----- Selected excerpt -----
Like the modern cheetah, Acinonyx pardinensis is generally thought to have been adapted to running down prey. It probably took larger prey than living cheetahs, with estimated prey masses of 50-100 kg, though the idea that its ecology was similar to a modern cheetah has been contested by some authors, who suggest an ecology more similar to pantherine cats. A 2011 study of the mandible shapes suggested that like the cheetah, it probably took medium-sized prey. Due to its larger body size, it probably did not reach the maximum top speed as modern cheetah, though it still was likely a capable and fast sprinter. The morphology of its carnassial teeth suggest like modern cheetahs that it did not consume bone, and probably left large parts of carcasses to other carnivores. While a 2011 study suggested that it killed its prey by suffocation like a modern cheetah, a 2014 study alternatively suggested that Acinonyx pardinensis likely killed prey via a bite to the neck similar to pantherine cats.

A study of the late Early Pleistocene Untermassfeld site in Germany, dating to around 1 million years ago, suggested that at this locality Acinonyx pardinensis primarily preyed upon calves of the "steonine" equine Equus wuesti and the fallow deer sized deer Cervus nestii, and perhaps took juveniles of other animals, such as bison, the elk/moose ancestor Cervalces carnutorum, the large deer Eucladoceros giulii and the early roe deer Capreolus cusanoides less frequently.
----- Supplied records -----
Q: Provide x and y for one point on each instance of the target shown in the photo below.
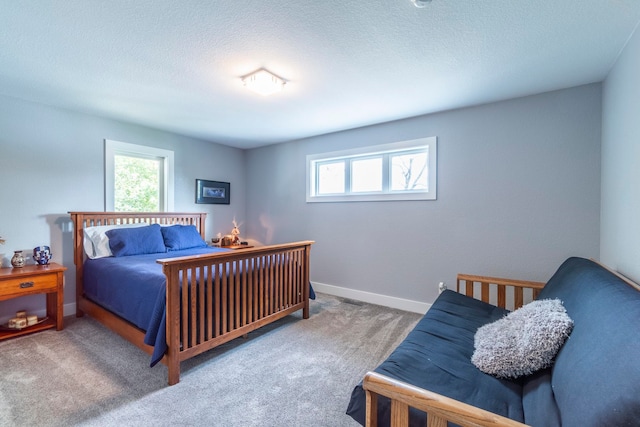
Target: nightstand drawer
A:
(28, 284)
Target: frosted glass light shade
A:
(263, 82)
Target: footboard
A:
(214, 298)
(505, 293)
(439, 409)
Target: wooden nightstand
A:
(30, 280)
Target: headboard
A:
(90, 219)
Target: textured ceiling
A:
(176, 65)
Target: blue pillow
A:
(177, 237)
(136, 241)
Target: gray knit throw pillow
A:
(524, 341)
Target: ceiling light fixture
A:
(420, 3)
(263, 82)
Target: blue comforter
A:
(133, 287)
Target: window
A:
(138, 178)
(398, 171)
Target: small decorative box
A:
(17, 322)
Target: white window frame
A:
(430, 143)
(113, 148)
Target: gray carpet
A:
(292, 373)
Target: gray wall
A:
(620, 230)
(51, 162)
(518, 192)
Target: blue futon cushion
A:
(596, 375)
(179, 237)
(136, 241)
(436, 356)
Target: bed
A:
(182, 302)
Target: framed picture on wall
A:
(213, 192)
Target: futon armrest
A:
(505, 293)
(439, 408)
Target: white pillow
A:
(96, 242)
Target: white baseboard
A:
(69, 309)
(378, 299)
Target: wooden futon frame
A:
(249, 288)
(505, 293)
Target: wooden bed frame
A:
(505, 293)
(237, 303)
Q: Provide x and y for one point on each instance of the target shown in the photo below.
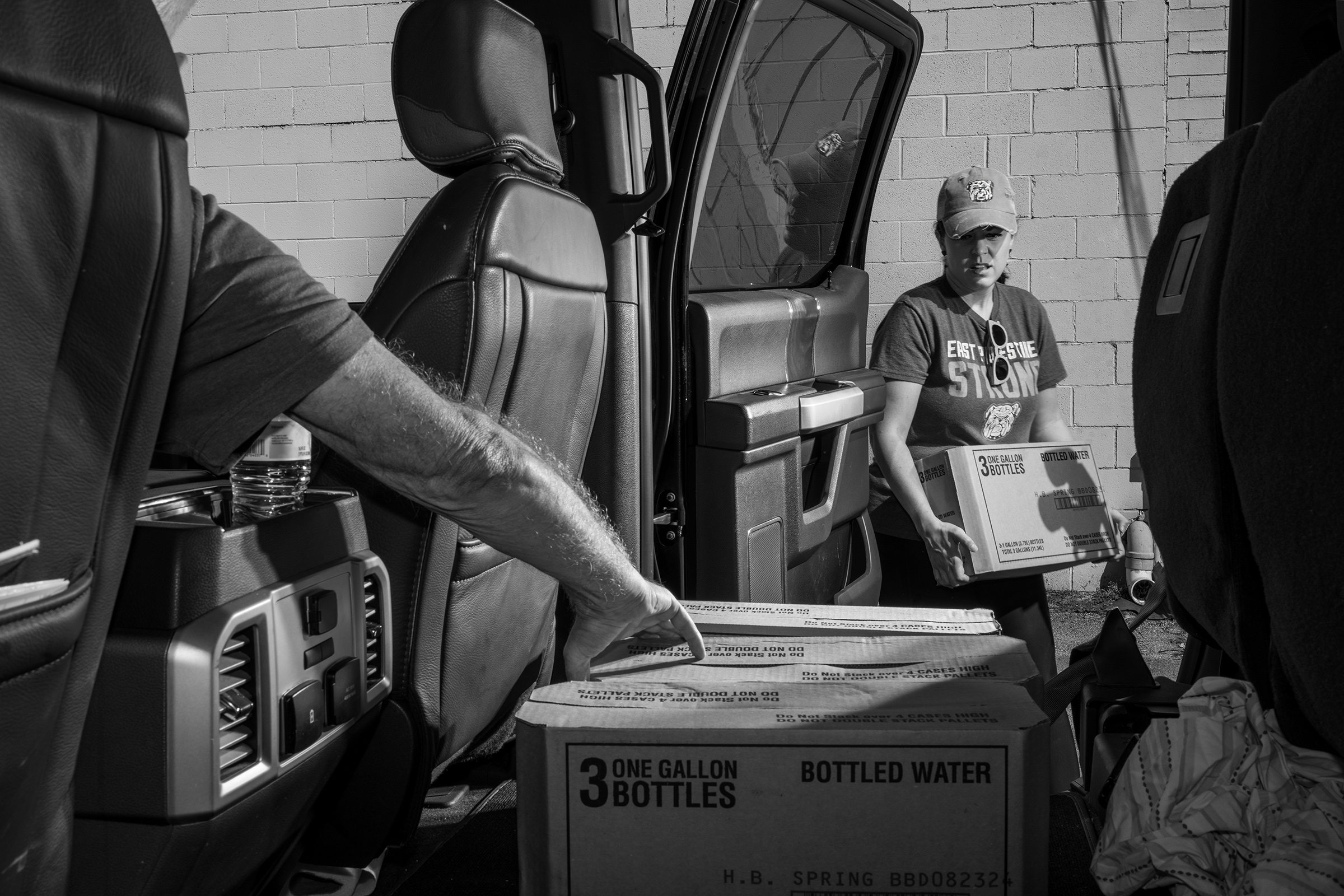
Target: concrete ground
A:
-----
Work order A ▸ According to the passage on Acinonyx pardinensis, what were the estimated prey masses for this cat?
Work order B ▸ Reproduce the portion of the passage on Acinonyx pardinensis starting at "A study of the" and ending at "cusanoides less frequently.", substituting "young" for "calves".
Work order C ▸ State whether each statement agrees with the passage on Acinonyx pardinensis, answering yes or no and quoting the deciding words: (i) a 2011 study of mandible shapes suggested that the cat probably took medium-sized prey; (ii) the morphology of its carnassial teeth suggests that it consumed bone; (iii) the Untermassfeld site is located in France.

Your response A ▸ 50-100 kg

Your response B ▸
A study of the late Early Pleistocene Untermassfeld site in Germany, dating to around 1 million years ago, suggested that at this locality Acinonyx pardinensis primarily preyed upon young of the "steonine" equine Equus wuesti and the fallow deer sized deer Cervus nestii, and perhaps took juveniles of other animals, such as bison, the elk/moose ancestor Cervalces carnutorum, the large deer Eucladoceros giulii and the early roe deer Capreolus cusanoides less frequently.

Your response C ▸
(i) Yes: "A 2011 study of the mandible shapes suggested that like the cheetah, it probably took medium-sized prey."
(ii) No: "The morphology of its carnassial teeth suggest like modern cheetahs that it did not consume bone"
(iii) No: "the late Early Pleistocene Untermassfeld site in Germany"